─── STORED RECORDS ───

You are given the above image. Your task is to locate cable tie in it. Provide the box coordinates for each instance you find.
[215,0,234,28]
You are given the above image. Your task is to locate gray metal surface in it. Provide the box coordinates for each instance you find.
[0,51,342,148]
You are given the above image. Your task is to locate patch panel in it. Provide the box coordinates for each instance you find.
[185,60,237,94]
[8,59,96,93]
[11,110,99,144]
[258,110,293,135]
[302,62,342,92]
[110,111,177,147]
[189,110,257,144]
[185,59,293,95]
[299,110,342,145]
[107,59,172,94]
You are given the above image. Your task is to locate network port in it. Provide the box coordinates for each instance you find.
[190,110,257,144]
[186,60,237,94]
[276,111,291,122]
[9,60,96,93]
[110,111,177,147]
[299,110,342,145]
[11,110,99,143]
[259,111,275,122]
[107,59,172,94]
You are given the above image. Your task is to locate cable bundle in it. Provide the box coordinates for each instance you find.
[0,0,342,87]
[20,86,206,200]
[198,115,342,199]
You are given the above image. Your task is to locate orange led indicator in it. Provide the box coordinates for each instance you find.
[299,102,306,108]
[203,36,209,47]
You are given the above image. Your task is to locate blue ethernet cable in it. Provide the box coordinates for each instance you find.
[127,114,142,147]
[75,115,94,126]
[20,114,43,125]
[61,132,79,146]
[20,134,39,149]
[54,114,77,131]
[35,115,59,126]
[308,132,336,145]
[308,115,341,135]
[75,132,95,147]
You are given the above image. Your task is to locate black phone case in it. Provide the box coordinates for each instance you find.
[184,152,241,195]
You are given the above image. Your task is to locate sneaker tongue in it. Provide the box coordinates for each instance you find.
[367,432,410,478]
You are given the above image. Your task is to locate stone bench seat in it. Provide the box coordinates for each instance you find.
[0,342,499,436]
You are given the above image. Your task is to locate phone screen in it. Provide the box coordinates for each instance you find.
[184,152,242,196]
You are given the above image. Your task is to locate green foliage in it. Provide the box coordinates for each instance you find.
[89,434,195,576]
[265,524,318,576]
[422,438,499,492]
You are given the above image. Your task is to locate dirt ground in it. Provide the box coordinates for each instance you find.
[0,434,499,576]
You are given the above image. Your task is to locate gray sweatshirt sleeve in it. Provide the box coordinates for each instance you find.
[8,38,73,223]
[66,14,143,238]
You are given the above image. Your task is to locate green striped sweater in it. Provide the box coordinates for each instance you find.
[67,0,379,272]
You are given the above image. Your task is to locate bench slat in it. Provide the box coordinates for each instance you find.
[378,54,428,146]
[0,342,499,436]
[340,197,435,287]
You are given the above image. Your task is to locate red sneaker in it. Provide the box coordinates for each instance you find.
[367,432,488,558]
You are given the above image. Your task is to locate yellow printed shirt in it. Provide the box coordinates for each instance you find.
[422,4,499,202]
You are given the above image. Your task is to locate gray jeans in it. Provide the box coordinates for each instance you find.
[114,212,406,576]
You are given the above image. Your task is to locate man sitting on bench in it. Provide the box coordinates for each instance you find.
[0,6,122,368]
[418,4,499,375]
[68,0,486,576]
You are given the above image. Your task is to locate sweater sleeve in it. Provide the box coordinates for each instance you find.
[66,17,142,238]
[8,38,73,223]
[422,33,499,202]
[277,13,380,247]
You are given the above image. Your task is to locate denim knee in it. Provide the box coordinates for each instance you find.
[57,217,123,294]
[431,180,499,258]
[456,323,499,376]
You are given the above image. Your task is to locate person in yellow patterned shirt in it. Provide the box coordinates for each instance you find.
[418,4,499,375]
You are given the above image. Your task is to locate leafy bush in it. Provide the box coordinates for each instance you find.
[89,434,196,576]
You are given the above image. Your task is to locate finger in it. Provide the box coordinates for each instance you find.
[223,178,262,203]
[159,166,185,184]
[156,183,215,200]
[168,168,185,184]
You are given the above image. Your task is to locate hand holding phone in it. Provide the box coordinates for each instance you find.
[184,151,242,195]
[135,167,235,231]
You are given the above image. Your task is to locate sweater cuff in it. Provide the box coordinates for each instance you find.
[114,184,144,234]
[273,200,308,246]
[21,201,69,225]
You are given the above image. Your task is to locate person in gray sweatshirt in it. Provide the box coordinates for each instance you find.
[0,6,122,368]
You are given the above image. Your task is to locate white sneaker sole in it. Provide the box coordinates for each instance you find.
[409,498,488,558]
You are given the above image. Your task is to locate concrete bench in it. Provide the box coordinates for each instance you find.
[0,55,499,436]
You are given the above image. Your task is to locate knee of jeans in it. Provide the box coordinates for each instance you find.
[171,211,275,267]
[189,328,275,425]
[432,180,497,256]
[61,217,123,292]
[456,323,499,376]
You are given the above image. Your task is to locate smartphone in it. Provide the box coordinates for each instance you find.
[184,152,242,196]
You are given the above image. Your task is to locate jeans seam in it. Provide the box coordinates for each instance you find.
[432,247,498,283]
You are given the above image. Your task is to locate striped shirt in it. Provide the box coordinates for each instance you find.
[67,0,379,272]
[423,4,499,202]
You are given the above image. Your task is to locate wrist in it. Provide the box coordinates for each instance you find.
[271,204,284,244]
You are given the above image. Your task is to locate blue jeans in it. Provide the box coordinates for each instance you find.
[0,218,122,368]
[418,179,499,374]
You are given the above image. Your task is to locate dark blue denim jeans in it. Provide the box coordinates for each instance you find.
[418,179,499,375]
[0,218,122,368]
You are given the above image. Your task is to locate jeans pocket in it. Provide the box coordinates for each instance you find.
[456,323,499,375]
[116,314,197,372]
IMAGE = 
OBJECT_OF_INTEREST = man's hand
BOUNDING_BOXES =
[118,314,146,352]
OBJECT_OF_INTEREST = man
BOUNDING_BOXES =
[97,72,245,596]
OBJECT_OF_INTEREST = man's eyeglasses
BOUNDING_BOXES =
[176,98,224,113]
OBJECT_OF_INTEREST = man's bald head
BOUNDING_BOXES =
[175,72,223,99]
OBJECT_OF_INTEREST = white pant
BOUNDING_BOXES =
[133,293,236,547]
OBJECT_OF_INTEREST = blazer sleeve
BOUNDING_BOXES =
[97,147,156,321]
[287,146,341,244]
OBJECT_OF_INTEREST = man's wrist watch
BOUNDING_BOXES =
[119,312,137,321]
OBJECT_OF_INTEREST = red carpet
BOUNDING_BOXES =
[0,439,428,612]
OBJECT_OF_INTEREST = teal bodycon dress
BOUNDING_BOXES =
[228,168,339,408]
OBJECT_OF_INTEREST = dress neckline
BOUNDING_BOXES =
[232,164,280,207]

───
─── STORED RECORDS ───

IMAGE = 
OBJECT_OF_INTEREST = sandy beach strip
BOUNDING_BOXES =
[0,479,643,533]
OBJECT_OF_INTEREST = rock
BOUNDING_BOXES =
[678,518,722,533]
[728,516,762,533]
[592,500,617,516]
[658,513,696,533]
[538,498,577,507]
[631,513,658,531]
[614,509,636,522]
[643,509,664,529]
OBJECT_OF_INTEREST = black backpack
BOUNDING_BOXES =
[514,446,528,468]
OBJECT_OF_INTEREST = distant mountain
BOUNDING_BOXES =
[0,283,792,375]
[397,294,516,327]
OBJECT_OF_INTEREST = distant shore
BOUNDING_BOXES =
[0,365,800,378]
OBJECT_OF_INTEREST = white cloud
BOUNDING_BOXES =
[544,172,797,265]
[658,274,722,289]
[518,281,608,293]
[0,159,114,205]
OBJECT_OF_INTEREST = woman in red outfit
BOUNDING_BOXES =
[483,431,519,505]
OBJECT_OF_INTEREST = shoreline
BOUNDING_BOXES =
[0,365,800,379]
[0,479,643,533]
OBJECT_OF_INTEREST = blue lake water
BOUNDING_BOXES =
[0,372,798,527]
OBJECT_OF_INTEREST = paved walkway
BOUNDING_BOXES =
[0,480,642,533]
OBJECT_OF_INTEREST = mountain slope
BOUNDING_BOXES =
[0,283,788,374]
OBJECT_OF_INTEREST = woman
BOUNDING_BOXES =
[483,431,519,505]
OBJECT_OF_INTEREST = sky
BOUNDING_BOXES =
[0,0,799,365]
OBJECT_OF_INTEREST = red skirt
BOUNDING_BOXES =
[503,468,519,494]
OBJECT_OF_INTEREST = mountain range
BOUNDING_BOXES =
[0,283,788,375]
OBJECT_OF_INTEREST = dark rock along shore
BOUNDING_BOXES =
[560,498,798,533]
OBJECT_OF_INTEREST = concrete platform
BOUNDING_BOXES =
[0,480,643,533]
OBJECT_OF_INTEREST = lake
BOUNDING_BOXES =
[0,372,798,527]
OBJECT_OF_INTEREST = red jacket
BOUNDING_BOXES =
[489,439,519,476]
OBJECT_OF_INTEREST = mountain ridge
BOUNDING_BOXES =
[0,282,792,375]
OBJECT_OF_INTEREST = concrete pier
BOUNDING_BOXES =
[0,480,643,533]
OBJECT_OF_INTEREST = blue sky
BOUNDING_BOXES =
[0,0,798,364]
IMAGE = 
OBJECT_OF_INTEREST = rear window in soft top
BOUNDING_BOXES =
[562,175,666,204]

───

WORK REQUIRED ::
In the records above, duplicate the lines from the one containing "OBJECT_OF_INTEREST = rock" through the one containing "[562,175,666,204]", both included, with no changes.

RESPONSE TO THE EXERCISE ::
OBJECT_OF_INTEREST = rock
BOUNDING_BOXES =
[678,518,722,533]
[728,516,762,533]
[592,500,617,516]
[658,513,696,533]
[538,498,577,507]
[631,513,658,531]
[614,509,636,522]
[643,509,664,529]
OBJECT_OF_INTEREST = black backpack
BOUNDING_BOXES =
[514,446,528,468]
OBJECT_OF_INTEREST = distant mountain
BOUNDING_BOXES =
[0,283,792,375]
[397,294,516,327]
OBJECT_OF_INTEREST = distant shore
BOUNDING_BOXES =
[0,365,800,378]
OBJECT_OF_INTEREST = white cloud
BOUNDING_BOXES =
[544,172,797,265]
[658,274,722,289]
[518,281,608,293]
[0,159,114,205]
OBJECT_OF_INTEREST = woman in red outfit
BOUNDING_BOXES =
[483,431,519,505]
OBJECT_OF_INTEREST = shoreline
BOUNDING_BOXES =
[0,365,800,379]
[0,479,643,533]
OBJECT_OF_INTEREST = blue lake water
BOUNDING_BOXES =
[0,372,798,527]
OBJECT_OF_INTEREST = paved walkway
BOUNDING_BOXES =
[0,480,642,533]
OBJECT_OF_INTEREST = mountain slope
BOUNDING_BOXES =
[0,283,788,374]
OBJECT_OF_INTEREST = woman
BOUNDING_BOXES =
[483,431,519,505]
OBJECT_OF_INTEREST = sky
BOUNDING_BOXES =
[0,0,799,365]
OBJECT_OF_INTEREST = red skirt
BOUNDING_BOXES =
[503,468,519,494]
OBJECT_OF_INTEREST = mountain range
BOUNDING_BOXES =
[0,283,788,375]
OBJECT_OF_INTEREST = dark rock along shore
BOUNDING_BOXES =
[560,498,798,533]
OBJECT_OF_INTEREST = concrete platform
BOUNDING_BOXES =
[0,480,643,533]
OBJECT_OF_INTEREST = lake
BOUNDING_BOXES =
[0,372,798,527]
OBJECT_OF_INTEREST = red jacket
BOUNDING_BOXES =
[489,439,519,476]
OBJECT_OF_INTEREST = mountain ridge
BOUNDING_BOXES =
[0,282,792,375]
OBJECT_OF_INTEREST = concrete pier
BOUNDING_BOXES =
[0,480,643,533]
OBJECT_OF_INTEREST = blue sky
BOUNDING_BOXES =
[0,0,798,364]
IMAGE = 
OBJECT_OF_INTEREST = rear window in soft top
BOUNDING_BOXES =
[562,175,666,204]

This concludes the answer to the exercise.